# INFORMATION SHOWN
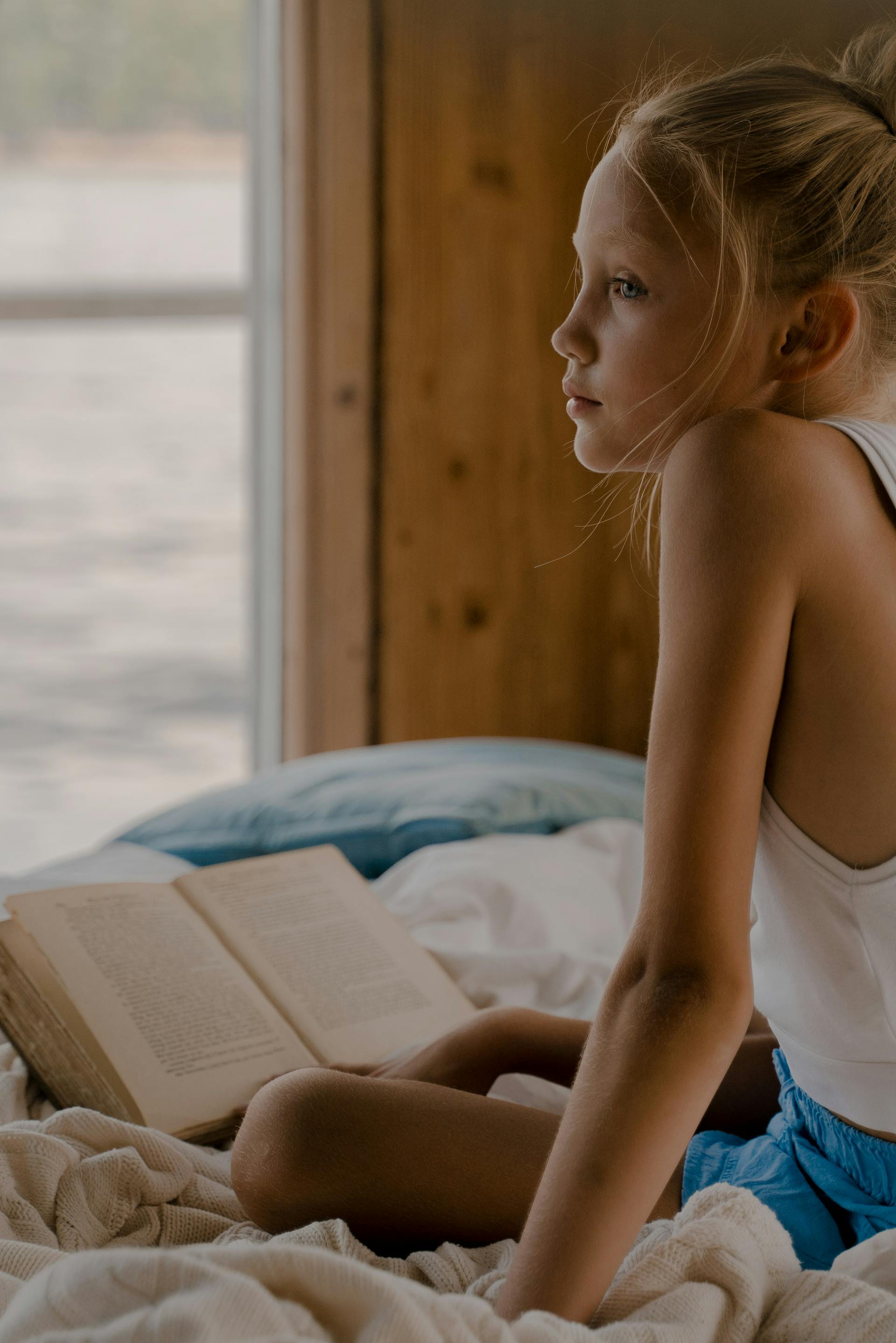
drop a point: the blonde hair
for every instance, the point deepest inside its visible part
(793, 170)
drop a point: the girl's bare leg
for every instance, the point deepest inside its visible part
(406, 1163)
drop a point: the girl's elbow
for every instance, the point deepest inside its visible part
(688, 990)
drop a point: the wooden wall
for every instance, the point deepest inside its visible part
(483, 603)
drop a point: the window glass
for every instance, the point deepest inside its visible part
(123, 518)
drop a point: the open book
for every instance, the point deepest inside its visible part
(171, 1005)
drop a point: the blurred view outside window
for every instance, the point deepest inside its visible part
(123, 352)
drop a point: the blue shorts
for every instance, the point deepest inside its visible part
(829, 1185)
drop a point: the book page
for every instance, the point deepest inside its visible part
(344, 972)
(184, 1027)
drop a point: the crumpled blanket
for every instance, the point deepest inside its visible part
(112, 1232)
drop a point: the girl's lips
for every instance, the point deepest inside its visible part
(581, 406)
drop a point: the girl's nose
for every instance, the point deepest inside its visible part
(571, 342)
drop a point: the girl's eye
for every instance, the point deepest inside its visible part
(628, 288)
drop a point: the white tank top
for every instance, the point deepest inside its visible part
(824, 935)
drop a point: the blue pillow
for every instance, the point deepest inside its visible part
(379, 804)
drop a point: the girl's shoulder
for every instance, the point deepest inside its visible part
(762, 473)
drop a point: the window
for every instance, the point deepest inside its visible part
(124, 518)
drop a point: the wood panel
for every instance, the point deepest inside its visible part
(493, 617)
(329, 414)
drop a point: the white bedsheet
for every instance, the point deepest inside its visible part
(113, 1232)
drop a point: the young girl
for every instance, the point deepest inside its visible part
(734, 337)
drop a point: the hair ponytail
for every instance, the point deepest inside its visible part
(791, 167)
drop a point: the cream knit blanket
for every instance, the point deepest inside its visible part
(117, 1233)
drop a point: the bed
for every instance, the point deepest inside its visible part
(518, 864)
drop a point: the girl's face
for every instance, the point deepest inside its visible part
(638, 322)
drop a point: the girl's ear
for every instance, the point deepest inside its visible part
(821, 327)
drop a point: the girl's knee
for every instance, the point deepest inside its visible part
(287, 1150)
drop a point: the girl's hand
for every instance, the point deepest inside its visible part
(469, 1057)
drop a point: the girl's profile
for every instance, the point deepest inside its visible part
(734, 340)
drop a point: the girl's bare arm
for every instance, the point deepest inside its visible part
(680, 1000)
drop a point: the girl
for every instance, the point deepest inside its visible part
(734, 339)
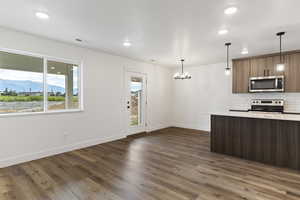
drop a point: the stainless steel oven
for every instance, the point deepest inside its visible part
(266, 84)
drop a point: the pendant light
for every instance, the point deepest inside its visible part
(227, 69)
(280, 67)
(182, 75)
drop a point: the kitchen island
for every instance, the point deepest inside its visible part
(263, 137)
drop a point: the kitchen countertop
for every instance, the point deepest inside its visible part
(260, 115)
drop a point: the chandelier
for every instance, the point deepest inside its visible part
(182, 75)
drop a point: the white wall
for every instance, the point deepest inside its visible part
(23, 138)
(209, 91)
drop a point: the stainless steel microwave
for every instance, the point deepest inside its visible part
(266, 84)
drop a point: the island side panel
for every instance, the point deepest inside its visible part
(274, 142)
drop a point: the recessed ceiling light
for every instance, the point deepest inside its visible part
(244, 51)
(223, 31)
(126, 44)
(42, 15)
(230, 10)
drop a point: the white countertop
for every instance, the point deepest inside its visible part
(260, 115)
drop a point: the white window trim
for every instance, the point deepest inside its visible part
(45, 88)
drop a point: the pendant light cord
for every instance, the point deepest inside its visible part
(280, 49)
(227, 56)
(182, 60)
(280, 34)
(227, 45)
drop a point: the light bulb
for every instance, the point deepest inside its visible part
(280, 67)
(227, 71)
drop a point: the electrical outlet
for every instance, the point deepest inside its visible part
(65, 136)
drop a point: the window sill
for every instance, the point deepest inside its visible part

# CHALLENGE
Update the part that opens with the line containing "drop a point: the chandelier" and closes with the last row, replacing "pendant light cord" with "hanging light cord" and changing nothing else. Give back only those lines.

# SOLUTION
drop a point: the chandelier
for every instance, the point deepest inside its visible part
(182, 75)
drop a point: the white wall
for every instance, the point deepest inside its visible part
(23, 138)
(209, 91)
drop a point: the stainless steel microwave
for every instance, the point deepest inside its visible part
(266, 84)
drop a point: the island side panel
for every instance, the point deepest inside its visible part
(274, 142)
drop a point: the recessed ceiling light
for every instance, the point deepest inside its visible part
(244, 51)
(223, 31)
(126, 44)
(42, 15)
(230, 10)
drop a point: the white countertop
for every instance, the point deepest inside its visible part
(260, 115)
drop a point: the white window trim
for every instance, the point deepest inside its visible part
(45, 88)
drop a point: the hanging light cord
for every instance, the point deepest inside its visible part
(280, 49)
(227, 56)
(182, 60)
(280, 34)
(227, 45)
drop a point: the light bulb
for every instance, the point deepest inside its visible part
(280, 67)
(227, 71)
drop a point: the electrical outlet
for every instance, the point deepest inside its visible part
(65, 136)
drop a point: the window sill
for every instance, the point deepest inside its visible part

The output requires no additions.